REQUIREMENTS -
Reproduce the listing that follows with no differences at all.

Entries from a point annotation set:
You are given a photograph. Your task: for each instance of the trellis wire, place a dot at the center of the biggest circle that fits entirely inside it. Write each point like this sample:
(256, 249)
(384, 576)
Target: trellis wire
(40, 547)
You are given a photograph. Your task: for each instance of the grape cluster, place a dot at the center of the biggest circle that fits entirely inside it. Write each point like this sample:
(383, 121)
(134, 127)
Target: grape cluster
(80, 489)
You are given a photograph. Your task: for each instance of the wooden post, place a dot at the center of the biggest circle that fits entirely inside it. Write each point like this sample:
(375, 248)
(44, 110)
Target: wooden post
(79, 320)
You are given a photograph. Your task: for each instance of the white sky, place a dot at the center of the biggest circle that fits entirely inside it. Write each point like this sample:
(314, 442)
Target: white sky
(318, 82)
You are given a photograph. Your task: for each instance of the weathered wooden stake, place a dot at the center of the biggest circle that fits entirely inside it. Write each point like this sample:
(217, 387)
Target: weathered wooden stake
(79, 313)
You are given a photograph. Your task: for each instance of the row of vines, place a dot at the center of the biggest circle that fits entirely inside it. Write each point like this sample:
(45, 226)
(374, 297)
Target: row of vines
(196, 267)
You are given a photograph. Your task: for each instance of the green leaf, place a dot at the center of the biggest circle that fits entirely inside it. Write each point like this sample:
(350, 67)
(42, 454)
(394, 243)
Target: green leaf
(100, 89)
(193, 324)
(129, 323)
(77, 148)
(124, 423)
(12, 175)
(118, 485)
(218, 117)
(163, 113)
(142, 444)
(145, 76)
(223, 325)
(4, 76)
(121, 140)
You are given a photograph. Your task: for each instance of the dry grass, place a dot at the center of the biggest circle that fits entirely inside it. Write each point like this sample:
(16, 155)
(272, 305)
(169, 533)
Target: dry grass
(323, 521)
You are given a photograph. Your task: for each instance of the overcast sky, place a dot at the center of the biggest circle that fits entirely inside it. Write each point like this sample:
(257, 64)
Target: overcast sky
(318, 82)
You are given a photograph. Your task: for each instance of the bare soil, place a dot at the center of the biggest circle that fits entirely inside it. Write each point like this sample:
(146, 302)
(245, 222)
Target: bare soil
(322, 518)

ANSWER TO THIS PROBLEM -
You are given a photograph. Your task: for each instance of the trellis wire, place a dot at the center of the biggest circle that fits entirely inside it. Write each point like this sample:
(256, 249)
(384, 576)
Target: trellis wire
(40, 547)
You are given a photograph. Your task: for each instance of the grape cluster, place a dot at the center of the biggest circle that fits entirely inside it. Write each point like this sample:
(383, 121)
(134, 127)
Target: grape cluster
(80, 489)
You are given a photograph. Your task: for each instance of the wooden post, place a dot at the center of the biggest circle that fits entirely inside it. Write each point like this sample:
(375, 248)
(44, 110)
Target: wooden post
(79, 320)
You are given a photograph. Your task: for each instance of the white sky, place a dot at the center of the biggest circle that fits entirely inside it. Write each point like this sample:
(314, 442)
Target: white sky
(318, 82)
You are given a photograph. Your task: for each instance of the weathered wooden stake, place a dot at the center of the biggest circle that fits entirely inside it. Write each point like this sample:
(217, 387)
Target: weathered wooden stake
(79, 313)
You are given a photograph. Your task: for each instance of the row of vines, place a dot at the center of the biggest circle that fits entirely inside it. Write each point like this sample:
(45, 226)
(374, 297)
Target: row of vines
(196, 267)
You are given a photograph. Your task: for each instance of the green leaf, place a dot at the center of the biggest circle that fits entirely inside it. Write each point like this sample:
(350, 67)
(42, 454)
(394, 243)
Target: green leaf
(100, 89)
(193, 324)
(129, 323)
(77, 148)
(124, 423)
(12, 175)
(118, 485)
(218, 117)
(163, 113)
(142, 444)
(145, 76)
(223, 325)
(4, 76)
(121, 140)
You are given a photograph. Your task: for each instance of the dry grass, place a dot at the center of the biggest circle that fits entirely inside it. Write each point like this sample:
(16, 155)
(272, 305)
(169, 533)
Target: dry grass
(323, 521)
You are given a photograph. Your task: for each instance of the overcast sky, place a dot at the center of the biggest circle that fits entirely inside it. Write each point like this sample:
(257, 64)
Target: overcast sky
(318, 82)
You are given a photograph. Your task: for each instance of the bare soil, place a dot at the center of the biggest circle that fits entirely inside it. Write each point like this sample:
(146, 302)
(245, 222)
Target: bare soil
(322, 518)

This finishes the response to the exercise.